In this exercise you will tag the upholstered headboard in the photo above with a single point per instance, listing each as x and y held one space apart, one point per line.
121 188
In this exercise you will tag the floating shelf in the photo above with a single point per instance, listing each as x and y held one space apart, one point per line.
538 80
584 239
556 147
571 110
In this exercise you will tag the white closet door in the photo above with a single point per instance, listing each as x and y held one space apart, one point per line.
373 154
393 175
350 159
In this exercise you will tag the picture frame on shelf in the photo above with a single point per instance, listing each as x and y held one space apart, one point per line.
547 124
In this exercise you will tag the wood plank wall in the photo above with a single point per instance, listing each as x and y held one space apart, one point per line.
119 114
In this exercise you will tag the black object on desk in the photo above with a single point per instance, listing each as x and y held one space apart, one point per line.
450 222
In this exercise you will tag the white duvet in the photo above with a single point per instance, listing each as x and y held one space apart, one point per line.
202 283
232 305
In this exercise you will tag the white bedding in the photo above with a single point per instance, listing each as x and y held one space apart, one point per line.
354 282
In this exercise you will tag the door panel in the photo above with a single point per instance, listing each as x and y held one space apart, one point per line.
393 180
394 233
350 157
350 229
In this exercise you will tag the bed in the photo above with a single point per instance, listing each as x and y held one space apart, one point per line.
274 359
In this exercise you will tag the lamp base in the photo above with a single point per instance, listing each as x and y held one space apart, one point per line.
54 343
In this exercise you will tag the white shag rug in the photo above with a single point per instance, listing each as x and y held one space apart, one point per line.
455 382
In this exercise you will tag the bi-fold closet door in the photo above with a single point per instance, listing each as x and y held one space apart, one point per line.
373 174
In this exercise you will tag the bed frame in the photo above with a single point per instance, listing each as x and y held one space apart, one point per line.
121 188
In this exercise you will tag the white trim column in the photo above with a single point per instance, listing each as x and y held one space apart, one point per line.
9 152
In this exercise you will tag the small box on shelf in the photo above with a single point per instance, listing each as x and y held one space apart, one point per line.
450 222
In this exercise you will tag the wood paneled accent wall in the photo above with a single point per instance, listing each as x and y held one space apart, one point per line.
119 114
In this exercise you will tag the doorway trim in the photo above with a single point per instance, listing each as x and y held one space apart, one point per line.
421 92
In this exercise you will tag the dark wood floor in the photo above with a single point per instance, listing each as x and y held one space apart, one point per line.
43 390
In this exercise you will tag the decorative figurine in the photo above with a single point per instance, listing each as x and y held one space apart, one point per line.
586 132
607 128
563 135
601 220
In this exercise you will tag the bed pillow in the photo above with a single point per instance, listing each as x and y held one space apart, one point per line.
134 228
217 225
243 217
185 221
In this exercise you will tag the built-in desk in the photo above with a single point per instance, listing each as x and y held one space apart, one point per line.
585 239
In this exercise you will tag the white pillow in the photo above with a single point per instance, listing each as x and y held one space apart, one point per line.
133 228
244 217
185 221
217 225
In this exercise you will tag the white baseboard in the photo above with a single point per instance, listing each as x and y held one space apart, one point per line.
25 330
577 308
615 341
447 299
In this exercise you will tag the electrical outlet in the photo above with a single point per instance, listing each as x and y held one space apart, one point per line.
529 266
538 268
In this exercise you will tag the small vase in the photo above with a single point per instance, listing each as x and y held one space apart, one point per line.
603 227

--

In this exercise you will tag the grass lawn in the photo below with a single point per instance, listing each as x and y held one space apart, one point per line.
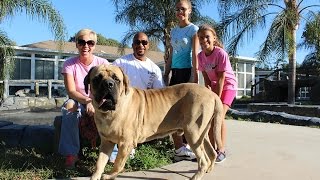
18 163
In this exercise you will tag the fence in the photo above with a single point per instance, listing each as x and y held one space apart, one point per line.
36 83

• **EXERCISE DETAILS**
Select every row in which the word "desk" appears, and copy each such row in full.

• **SOLUTION TO THE EXERCISE**
In this exercise you will tag the black object on desk in the photo above with a single point per instance, listing each as x and y held one space apart, one point per line.
In this exercise you will tag the built-in desk in the photo above with a single point per instance, listing each as x and y held one space apart, one point per line.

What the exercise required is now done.